Turn every line of the items below into a JSON list of strings, one string per line, skipping blank lines.

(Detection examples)
----------

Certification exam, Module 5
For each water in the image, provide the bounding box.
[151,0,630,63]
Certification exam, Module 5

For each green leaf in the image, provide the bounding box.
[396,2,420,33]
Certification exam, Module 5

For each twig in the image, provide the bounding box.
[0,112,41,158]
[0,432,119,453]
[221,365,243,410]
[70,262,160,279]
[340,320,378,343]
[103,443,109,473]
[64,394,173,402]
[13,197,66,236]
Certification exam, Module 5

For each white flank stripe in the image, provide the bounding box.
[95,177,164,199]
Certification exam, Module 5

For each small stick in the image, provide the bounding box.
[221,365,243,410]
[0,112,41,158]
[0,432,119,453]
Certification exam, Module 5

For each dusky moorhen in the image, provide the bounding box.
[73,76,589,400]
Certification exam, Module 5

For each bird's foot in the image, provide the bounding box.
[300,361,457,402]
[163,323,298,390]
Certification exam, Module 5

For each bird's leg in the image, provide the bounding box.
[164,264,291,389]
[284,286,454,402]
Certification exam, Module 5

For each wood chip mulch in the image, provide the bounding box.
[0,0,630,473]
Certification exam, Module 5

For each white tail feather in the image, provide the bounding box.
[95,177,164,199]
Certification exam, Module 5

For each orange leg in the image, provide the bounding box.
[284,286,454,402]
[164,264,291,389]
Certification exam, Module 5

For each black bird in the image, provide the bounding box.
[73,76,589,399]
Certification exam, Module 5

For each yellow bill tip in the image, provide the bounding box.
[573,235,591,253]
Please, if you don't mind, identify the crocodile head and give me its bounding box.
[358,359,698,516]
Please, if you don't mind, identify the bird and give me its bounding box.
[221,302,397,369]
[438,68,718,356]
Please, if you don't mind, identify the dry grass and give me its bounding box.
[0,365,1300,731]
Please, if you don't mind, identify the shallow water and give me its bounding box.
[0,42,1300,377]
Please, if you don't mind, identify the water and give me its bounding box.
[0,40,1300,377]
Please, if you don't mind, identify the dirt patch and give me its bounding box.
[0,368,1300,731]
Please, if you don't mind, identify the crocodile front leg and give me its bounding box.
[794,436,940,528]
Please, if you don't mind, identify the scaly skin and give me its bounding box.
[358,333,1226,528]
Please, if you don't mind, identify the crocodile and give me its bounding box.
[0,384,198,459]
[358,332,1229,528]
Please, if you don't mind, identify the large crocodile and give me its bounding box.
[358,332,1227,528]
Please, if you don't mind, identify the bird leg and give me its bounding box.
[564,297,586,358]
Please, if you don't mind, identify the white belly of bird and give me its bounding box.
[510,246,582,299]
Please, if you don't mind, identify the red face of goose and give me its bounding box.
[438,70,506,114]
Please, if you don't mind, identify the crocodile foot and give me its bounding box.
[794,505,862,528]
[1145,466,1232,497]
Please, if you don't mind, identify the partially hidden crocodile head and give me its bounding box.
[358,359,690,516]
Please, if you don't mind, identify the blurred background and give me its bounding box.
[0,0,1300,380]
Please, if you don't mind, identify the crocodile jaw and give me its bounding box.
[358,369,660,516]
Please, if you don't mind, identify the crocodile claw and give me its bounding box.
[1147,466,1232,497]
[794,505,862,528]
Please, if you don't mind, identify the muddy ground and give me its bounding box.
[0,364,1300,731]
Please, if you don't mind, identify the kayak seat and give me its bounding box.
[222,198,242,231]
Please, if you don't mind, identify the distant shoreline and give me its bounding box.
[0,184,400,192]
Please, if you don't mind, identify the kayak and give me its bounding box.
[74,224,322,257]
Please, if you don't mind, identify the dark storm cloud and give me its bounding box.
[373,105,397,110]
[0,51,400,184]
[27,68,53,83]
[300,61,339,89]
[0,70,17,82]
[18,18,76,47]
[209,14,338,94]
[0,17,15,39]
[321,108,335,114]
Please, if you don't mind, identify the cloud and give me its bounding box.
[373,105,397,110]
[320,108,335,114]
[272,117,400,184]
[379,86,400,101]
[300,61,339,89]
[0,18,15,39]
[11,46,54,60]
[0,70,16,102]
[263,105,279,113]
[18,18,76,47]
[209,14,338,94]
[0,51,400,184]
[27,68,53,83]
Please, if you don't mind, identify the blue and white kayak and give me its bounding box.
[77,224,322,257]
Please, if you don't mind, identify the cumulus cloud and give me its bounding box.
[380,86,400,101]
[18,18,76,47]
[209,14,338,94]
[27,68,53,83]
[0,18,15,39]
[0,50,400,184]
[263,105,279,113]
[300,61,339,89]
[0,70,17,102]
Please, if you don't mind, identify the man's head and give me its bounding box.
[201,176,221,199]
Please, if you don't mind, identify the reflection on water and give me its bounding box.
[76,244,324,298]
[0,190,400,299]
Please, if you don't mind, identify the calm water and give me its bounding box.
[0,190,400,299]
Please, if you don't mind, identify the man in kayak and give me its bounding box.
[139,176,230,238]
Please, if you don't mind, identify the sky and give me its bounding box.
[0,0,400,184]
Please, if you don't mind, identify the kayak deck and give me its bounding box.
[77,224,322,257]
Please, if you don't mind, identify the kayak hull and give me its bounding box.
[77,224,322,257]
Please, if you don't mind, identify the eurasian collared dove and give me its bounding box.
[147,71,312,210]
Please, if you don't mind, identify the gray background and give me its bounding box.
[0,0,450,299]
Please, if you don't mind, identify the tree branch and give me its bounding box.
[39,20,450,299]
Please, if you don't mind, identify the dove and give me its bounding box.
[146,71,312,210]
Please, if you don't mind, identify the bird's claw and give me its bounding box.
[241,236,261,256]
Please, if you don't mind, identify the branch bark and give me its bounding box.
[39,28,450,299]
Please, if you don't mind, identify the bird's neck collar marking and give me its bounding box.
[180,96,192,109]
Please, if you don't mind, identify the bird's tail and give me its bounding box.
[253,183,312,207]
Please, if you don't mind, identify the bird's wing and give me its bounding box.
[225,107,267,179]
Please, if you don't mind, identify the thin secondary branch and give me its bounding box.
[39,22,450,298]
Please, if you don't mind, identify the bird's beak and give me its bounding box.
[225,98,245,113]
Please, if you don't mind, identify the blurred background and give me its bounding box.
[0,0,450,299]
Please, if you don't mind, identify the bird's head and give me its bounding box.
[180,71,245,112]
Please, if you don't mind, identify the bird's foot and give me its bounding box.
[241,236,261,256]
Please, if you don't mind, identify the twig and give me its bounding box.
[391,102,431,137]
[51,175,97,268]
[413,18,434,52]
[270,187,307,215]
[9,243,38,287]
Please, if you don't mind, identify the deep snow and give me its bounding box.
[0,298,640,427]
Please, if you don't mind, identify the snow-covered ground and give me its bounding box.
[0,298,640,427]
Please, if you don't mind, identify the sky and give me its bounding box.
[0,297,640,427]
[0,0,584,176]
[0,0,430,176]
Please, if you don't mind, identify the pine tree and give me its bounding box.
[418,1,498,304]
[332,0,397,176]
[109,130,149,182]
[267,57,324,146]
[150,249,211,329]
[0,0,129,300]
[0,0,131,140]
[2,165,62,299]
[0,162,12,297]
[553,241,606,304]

----------

**Finished answer:**
[
  "Certification exam, Module 5",
  "For each water in the image, provide the bounding box.",
  "[151,0,630,63]",
  "Certification exam, Module 5",
  "For each green leaf in the image, provide the bounding box.",
  "[396,2,420,33]",
  "Certification exam, Module 5",
  "For each twig in the image, provide the bounding box.",
  "[0,112,41,158]",
  "[0,432,119,453]",
  "[221,365,243,410]",
  "[70,262,160,279]",
  "[340,320,378,343]",
  "[103,443,109,473]",
  "[64,394,173,402]",
  "[13,197,66,236]",
  "Certification exam, Module 5",
  "For each white flank stripe in the image, provide the bounding box.",
  "[95,177,164,199]",
  "Certification exam, Module 5",
  "For each small stick in the image, provide the bounding box.",
  "[221,365,243,410]",
  "[0,112,41,158]",
  "[0,432,119,453]",
  "Certification exam, Module 5",
  "For each dusky moorhen in the image, provide the bounding box.",
  "[73,76,589,400]",
  "Certification exam, Module 5",
  "For each bird's foot in the image, provide the bounding box.",
  "[300,361,457,402]",
  "[163,323,298,390]",
  "Certification exam, Module 5",
  "For each bird's leg in the image, provide the bounding box.",
  "[164,264,291,389]",
  "[284,286,454,402]",
  "Certification exam, Module 5",
  "For each wood chip mulch in the image, provide the bounding box.",
  "[0,0,630,473]",
  "Certification exam, Module 5",
  "For each white tail feather in the image, provide the bounding box.",
  "[95,177,164,199]",
  "Certification exam, Module 5",
  "For each orange leg in the image, provide the bounding box.",
  "[284,286,454,402]",
  "[164,264,291,389]",
  "Certification exam, Module 5",
  "For each black bird in the image, provide the bounding box.",
  "[73,76,589,399]",
  "Certification exam, Module 5",
  "For each yellow bill tip in the image, provide the bounding box.",
  "[573,235,591,253]",
  "Please, if you don't mind, identify the crocodile head and give me its bounding box.",
  "[358,359,698,516]",
  "Please, if you don't mind, identify the bird and give me its bounding box.",
  "[221,302,397,369]",
  "[438,68,718,356]",
  "Please, if you don't mind, identify the dry grass and give me its bounding box.",
  "[0,365,1300,731]",
  "Please, if you don't mind, identify the shallow water and give me its bounding box.",
  "[0,42,1300,377]",
  "Please, if you don't mind, identify the water and give me its bounding box.",
  "[0,40,1300,377]",
  "Please, if you don't mind, identify the dirt patch and give me its bounding box.",
  "[0,368,1300,731]",
  "Please, if you don't mind, identify the crocodile front leg and give me its bounding box.",
  "[794,436,940,528]",
  "Please, if you don't mind, identify the scaly skin and give me its bounding box.",
  "[358,333,1226,528]",
  "Please, if you don't mind, identify the crocodile and give me its bounding box.",
  "[0,384,198,459]",
  "[358,332,1229,528]",
  "Please, if you don't mind, identify the large crocodile and give me its bounding box.",
  "[358,332,1227,528]",
  "Please, if you don't mind, identify the bird leg and give me its bounding box.",
  "[564,297,586,358]",
  "Please, if you don't mind, identify the white belly of bird and give me its bounding box.",
  "[510,246,582,299]",
  "Please, if you don't mind, identify the red face of goose and give me its bounding box.",
  "[438,70,506,114]",
  "Please, if you don't mind, identify the crocodile foot and give me its bounding box.",
  "[794,505,862,528]",
  "[1145,466,1232,497]",
  "Please, if you don't mind, identify the partially hidden crocodile head and give me its bounding box.",
  "[358,359,690,516]",
  "Please, if you don't mind, identify the blurred background and give me its bounding box.",
  "[0,0,1300,380]",
  "Please, if you don't mind, identify the crocodile jaw and give me its bounding box.",
  "[358,369,660,516]",
  "Please, if you don't mind, identify the crocodile claw and give me its bounding box.",
  "[1147,466,1232,497]",
  "[794,505,862,528]",
  "Please, if you don't mind, identify the muddy ground and give me its bounding box.",
  "[0,364,1300,731]",
  "Please, if you don't mind, identify the kayak seat and give me its bounding box.",
  "[222,198,242,231]",
  "Please, if you don't mind, identify the distant shoreline and give me its bounding box.",
  "[0,184,400,192]",
  "Please, if you don't mind, identify the kayak and give me its bounding box.",
  "[74,224,322,257]",
  "Please, if you don't mind, identify the dark storm cloud and give me its bounding box.",
  "[373,105,397,110]",
  "[0,51,400,184]",
  "[27,68,53,83]",
  "[300,61,339,89]",
  "[0,70,17,82]",
  "[18,18,76,47]",
  "[209,14,338,94]",
  "[0,17,15,39]",
  "[321,108,335,114]",
  "Please, if you don't mind, identify the cloud and give me its bounding box.",
  "[373,105,397,110]",
  "[320,108,335,114]",
  "[272,117,400,184]",
  "[379,86,400,101]",
  "[300,61,339,89]",
  "[0,18,15,39]",
  "[11,46,54,60]",
  "[0,70,16,102]",
  "[263,105,279,113]",
  "[18,18,76,47]",
  "[209,14,338,94]",
  "[0,51,400,184]",
  "[27,68,53,83]",
  "Please, if you don't mind, identify the blue and white kayak and give me its bounding box.",
  "[77,224,322,257]",
  "Please, if you don't mind, identify the cumulus cloud and give me its bounding box.",
  "[380,86,400,101]",
  "[18,18,76,47]",
  "[209,14,338,94]",
  "[27,68,53,83]",
  "[0,18,15,39]",
  "[0,50,400,184]",
  "[263,105,279,113]",
  "[300,61,339,89]",
  "[0,70,17,102]",
  "Please, if you don't mind, identify the man's head and give me its bounding box.",
  "[201,176,221,199]",
  "Please, if you don't mind, identify the reflection on water and give me its bounding box.",
  "[76,244,324,298]",
  "[0,190,400,299]",
  "Please, if you don't mind, identify the calm water and give me its bounding box.",
  "[0,190,400,299]",
  "Please, if you don't mind, identify the man in kayak and give me its bounding box.",
  "[139,176,230,238]",
  "Please, if you don't mind, identify the sky and give me its bounding box.",
  "[0,0,400,184]",
  "Please, if you don't mind, identify the kayak deck and give me its bounding box.",
  "[77,224,322,257]",
  "Please, if you don't mind, identify the kayak hull and give me its bounding box.",
  "[77,224,322,257]",
  "Please, if you don't mind, identify the eurasian collared dove and give me its bounding box.",
  "[147,71,312,210]",
  "Please, if you don't mind, identify the gray background and give me its bounding box.",
  "[0,0,450,299]",
  "Please, if you don't mind, identify the tree branch and give me its bounding box.",
  "[39,20,450,299]",
  "Please, if you don't mind, identify the dove and give me its bounding box.",
  "[146,71,312,210]",
  "Please, if you don't mind, identify the bird's claw and give me its bounding box.",
  "[241,236,261,256]",
  "Please, if you don't mind, identify the branch bark and give me its bounding box.",
  "[39,28,450,299]",
  "Please, if you don't mind, identify the bird's neck collar marking and give me its bounding box.",
  "[180,96,192,109]",
  "Please, if you don't mind, identify the bird's tail and give me its bounding box.",
  "[253,183,312,207]",
  "Please, if you don't mind, identify the bird's wing and give me its bounding box.",
  "[225,107,267,179]",
  "Please, if you don't mind, identify the thin secondary branch and give me its bounding box.",
  "[39,22,450,298]",
  "Please, if you don't mind, identify the bird's beak and give me its bounding box.",
  "[225,98,245,113]",
  "Please, if you don't mind, identify the blurred background and give me its bounding box.",
  "[0,0,450,299]",
  "Please, if you don't mind, identify the bird's head and give me its bounding box.",
  "[180,71,245,112]",
  "Please, if you don't mind, identify the bird's foot and give me its bounding box.",
  "[241,236,261,256]",
  "Please, if you don't mind, identify the twig and give me its bounding box.",
  "[391,102,431,137]",
  "[51,175,97,268]",
  "[413,18,434,52]",
  "[270,187,307,215]",
  "[9,243,38,287]",
  "Please, if you don't mind, identify the deep snow and give me its bounding box.",
  "[0,298,640,427]",
  "Please, if you don't mind, identify the snow-covered ground and give me its bounding box.",
  "[0,298,640,427]",
  "Please, if you don't mind, identify the sky and give me its bounding box.",
  "[0,297,640,427]",
  "[0,0,584,176]",
  "[0,0,430,176]",
  "Please, if you don't mind, identify the pine tree and give me its bounding box.",
  "[418,1,498,304]",
  "[332,0,397,176]",
  "[109,130,149,182]",
  "[267,57,324,146]",
  "[150,249,211,329]",
  "[0,0,129,300]",
  "[0,0,131,140]",
  "[2,165,62,299]",
  "[0,162,12,297]",
  "[553,241,606,304]"
]